TASK TO CARRY OUT:
Answer these questions from the piece on marriage preparation below.
1. Where did the writer first meet Mark?
2. In which country was Mark's remote tour?
3. For what month was the wedding date set?
═══ TEXT SHOWN ═══
In my work preparing engaged couples for marriage, I find myself pondering what might have been different for us, if my husband and I would have been required to take the same prep that is currently offered in the Diocese of Phoenix. While we were married in Phoenix over thirty-eight years ago, the marriage prep was minimal.
It was the seventies, (need I say more). I had met my future spouse in a disco. Yes, God does answer prayers and work within the confines of our reality at the time. Mark was a Second Lieutenant in the Air Force, still wet behind the ears from the Academy, and in pilot training. Stationed in beautiful Arizona, he was “looking for love in all the wrong places.” (wrong music genre, but appropriate for the story) I was in college and working full time at the local hospital.
I had been praying the Rosary for help in finding a good spouse. Other than that, it was work, disco, and homework. I knew my prayers were heard the night we met and began dating. Due to his flying schedule we could only see each other on weekends, but we made the most of the little time we had together.
Months later when he had graduated and received the assignment we never wanted, a remote tour to South Korea under Martial Law; he proposed.
The clock was ticking as he had orders to begin training outside of Arizona. We made a hasty appointment with the parish Priest who was also a family friend. I remember meeting with Father, I cannot recall what he said or if we took a marriage prep inventory or not.
Mark then departed after we set a date for the following November. I would see him only once more before he went overseas, and then not again until a few weeks before the wedding. No texting, emails, skype or similar communication, just letters that took weeks to arrive. We kept a steady stream of those coming back and forth across the Pacific.
You can bet we were not discussing the expectations we had for each other as husband and wife. Nor the best strategies for conflict resolution, finances, or effective communicating. We were going to have to learn on the fly in a very tense situation, while being alert to the fact that I might be immediately evacuated from country.
Would we have been receptive to a class on “Theology of the Body” or “Natural Family Planning” that my couples must take? I’d like to think so. Not unlike the couples I work with, we worked, went to school, and got the prerequisite fun in on the weekends. I couldn’t have known then what I know now about the key importance of good marriage preparation.
═══ SUPPLIED INFORMATION ═══
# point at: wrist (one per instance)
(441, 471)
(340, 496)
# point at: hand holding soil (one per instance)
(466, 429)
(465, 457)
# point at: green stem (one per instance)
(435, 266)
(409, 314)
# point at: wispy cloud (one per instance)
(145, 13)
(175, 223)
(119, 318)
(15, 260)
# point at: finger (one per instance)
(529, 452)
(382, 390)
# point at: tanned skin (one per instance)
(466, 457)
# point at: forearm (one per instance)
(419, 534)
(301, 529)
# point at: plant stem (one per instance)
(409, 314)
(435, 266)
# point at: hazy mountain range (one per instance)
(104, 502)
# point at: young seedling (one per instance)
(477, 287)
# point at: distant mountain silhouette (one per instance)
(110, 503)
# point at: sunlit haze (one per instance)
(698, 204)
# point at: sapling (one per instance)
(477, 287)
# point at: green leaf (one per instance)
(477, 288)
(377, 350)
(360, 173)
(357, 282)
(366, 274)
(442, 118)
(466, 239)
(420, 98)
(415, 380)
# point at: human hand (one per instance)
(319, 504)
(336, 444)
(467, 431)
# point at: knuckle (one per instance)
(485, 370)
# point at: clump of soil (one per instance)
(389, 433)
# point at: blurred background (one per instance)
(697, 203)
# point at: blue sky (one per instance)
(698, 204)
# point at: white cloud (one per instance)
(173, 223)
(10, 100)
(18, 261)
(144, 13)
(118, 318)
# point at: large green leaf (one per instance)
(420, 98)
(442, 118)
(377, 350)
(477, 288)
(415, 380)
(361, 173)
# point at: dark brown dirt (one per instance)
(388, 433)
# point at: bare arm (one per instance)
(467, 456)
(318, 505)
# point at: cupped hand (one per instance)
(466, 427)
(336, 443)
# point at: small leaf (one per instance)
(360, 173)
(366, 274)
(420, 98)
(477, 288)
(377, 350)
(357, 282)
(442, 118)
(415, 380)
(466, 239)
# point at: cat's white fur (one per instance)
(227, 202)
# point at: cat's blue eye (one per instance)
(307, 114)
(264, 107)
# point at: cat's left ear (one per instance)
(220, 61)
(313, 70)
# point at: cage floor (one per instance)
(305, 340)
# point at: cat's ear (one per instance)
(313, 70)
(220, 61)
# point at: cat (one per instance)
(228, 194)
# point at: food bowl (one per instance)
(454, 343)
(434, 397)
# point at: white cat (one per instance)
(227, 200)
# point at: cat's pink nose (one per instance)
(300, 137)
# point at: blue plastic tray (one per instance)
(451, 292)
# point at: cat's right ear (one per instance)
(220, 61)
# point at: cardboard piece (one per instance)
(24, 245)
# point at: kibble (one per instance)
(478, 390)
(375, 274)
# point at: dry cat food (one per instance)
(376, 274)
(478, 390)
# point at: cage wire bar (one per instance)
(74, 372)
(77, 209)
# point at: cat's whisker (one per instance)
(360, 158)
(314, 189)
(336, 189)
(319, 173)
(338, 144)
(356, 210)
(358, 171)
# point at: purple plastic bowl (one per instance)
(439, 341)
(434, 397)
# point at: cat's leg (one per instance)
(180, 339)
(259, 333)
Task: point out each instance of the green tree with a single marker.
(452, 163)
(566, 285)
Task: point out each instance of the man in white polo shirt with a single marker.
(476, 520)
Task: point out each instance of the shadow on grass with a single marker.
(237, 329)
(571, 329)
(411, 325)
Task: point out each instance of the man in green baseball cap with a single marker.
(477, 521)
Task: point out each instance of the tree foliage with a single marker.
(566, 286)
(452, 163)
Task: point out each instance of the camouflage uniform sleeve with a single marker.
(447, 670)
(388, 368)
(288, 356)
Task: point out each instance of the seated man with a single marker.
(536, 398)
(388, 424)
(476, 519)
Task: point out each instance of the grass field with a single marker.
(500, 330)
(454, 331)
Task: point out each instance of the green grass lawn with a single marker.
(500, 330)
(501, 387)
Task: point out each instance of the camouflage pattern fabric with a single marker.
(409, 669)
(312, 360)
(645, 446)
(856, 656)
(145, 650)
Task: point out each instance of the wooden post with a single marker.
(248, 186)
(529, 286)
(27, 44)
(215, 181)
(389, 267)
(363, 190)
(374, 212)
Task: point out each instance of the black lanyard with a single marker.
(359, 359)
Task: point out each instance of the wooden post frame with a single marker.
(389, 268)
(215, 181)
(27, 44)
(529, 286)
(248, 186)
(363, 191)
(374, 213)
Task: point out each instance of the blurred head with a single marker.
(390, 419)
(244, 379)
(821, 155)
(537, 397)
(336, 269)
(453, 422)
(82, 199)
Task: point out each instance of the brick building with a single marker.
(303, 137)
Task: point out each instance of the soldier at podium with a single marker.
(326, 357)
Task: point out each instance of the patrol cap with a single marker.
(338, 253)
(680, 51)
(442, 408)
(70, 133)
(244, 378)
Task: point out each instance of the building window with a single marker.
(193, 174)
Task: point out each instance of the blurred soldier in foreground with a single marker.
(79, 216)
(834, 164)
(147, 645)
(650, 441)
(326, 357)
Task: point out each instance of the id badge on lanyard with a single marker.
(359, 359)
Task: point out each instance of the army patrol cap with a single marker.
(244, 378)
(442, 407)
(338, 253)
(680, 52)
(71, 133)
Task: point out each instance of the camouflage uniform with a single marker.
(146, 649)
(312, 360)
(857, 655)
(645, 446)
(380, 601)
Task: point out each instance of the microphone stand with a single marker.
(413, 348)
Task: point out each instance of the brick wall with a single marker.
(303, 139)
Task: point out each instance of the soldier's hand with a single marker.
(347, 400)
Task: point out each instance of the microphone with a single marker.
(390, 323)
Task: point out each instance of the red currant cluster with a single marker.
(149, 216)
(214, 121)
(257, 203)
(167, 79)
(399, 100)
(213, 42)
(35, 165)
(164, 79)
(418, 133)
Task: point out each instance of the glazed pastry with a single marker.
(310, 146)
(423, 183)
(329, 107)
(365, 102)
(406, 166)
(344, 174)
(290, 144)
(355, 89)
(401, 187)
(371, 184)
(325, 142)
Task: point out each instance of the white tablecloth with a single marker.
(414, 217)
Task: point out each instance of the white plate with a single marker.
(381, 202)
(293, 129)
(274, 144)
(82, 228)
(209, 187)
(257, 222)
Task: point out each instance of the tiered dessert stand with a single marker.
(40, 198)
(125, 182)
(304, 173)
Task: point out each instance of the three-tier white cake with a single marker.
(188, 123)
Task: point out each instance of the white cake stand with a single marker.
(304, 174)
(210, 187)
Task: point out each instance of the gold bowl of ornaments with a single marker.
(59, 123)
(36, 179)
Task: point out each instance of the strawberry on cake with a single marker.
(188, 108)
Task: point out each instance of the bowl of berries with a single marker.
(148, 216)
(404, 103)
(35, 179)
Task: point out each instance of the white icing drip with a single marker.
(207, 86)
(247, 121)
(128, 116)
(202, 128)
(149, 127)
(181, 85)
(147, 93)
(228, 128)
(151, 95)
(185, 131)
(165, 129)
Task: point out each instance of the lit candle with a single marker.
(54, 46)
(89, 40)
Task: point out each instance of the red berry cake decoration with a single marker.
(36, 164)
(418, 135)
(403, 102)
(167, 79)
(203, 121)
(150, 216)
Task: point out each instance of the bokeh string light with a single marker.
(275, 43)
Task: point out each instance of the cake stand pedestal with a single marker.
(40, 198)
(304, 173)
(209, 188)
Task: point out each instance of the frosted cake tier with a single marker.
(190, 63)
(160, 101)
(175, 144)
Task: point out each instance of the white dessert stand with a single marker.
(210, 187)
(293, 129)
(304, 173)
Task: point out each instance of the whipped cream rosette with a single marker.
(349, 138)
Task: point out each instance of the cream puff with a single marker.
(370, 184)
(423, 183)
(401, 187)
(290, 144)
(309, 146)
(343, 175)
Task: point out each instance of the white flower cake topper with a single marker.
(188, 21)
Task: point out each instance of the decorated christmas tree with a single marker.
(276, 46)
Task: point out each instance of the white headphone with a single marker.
═══
OUTPUT OF THE EXERCISE:
1. In a disco.
2. South Korea.
3. November.